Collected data
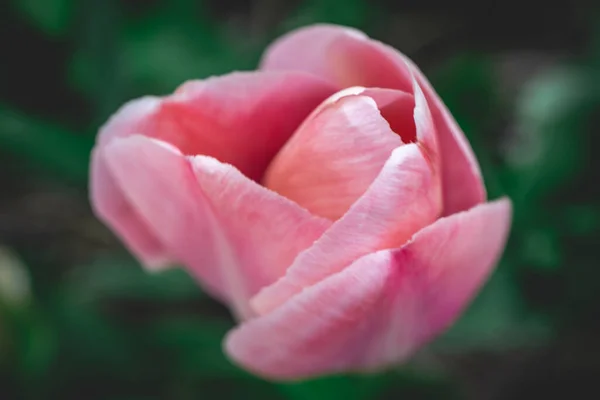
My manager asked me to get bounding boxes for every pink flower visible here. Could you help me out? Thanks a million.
[91,25,511,379]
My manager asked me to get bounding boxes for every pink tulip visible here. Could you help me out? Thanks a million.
[91,25,511,379]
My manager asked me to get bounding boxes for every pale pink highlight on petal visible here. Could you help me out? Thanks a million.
[90,148,173,270]
[103,135,227,299]
[252,143,441,314]
[264,95,404,220]
[104,135,330,319]
[225,199,511,379]
[261,25,486,215]
[191,156,331,317]
[98,71,335,180]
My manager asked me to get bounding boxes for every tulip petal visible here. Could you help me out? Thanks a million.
[90,148,173,270]
[192,156,331,317]
[252,143,441,314]
[99,71,335,180]
[264,92,414,220]
[225,199,511,379]
[104,135,329,319]
[261,25,486,215]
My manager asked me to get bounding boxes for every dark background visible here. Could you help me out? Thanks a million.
[0,0,600,400]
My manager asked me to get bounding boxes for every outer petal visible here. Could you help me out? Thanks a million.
[264,92,414,220]
[90,72,334,269]
[226,200,510,379]
[262,25,486,215]
[104,135,329,317]
[99,71,335,180]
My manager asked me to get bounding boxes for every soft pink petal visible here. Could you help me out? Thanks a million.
[104,135,329,318]
[90,148,172,270]
[264,94,414,220]
[102,135,227,298]
[99,71,335,180]
[261,24,412,93]
[225,200,511,379]
[192,156,331,317]
[252,143,441,314]
[262,25,486,215]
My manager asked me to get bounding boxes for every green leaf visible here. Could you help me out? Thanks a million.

GIVEN TASK:
Reproduce exactly, with nothing added, the lines from the one that contains "every pink tulip" to the end of the data.

OUTPUT FOR THIS TASK:
My manager asked me to get bounding boxes for every pink tulip visible here. Could you help me out? Thanks a million.
[91,25,511,379]
My manager asked me to get bounding boxes for every pale pink highlight on petal visible here. Could you help me out? Thanks a million.
[90,148,173,270]
[103,135,227,299]
[252,143,441,314]
[264,95,404,220]
[104,135,330,319]
[225,199,511,379]
[261,25,486,215]
[191,156,331,317]
[98,71,335,180]
My manager asked me to get bounding boxes for every tulip petal visible here. Could you help me out? Thanks a million.
[90,148,173,270]
[192,156,331,317]
[252,143,441,314]
[99,71,335,180]
[264,92,414,220]
[225,199,511,379]
[104,135,329,319]
[261,25,486,215]
My manager asked me to get bounding boxes for every dark background visible here. Could you help me out? Thanks a million.
[0,0,600,400]
My manager asked me to get bounding boxes for every outer petal visible here. Could you help me out? Thanks a million.
[264,92,414,220]
[90,72,334,269]
[226,200,510,379]
[262,25,486,215]
[104,135,329,317]
[99,71,335,180]
My manager asked me to get bounding boxes for every soft pink petal visible here. Could you help me out? Thanks a million.
[104,135,329,318]
[90,148,172,270]
[264,94,414,220]
[102,135,227,298]
[99,71,335,180]
[261,24,412,93]
[225,200,511,379]
[192,156,331,317]
[252,143,441,314]
[262,25,486,215]
My manager asked me to get bounding boxes for every green leaf visible here. Could you help me out? Thanks a million.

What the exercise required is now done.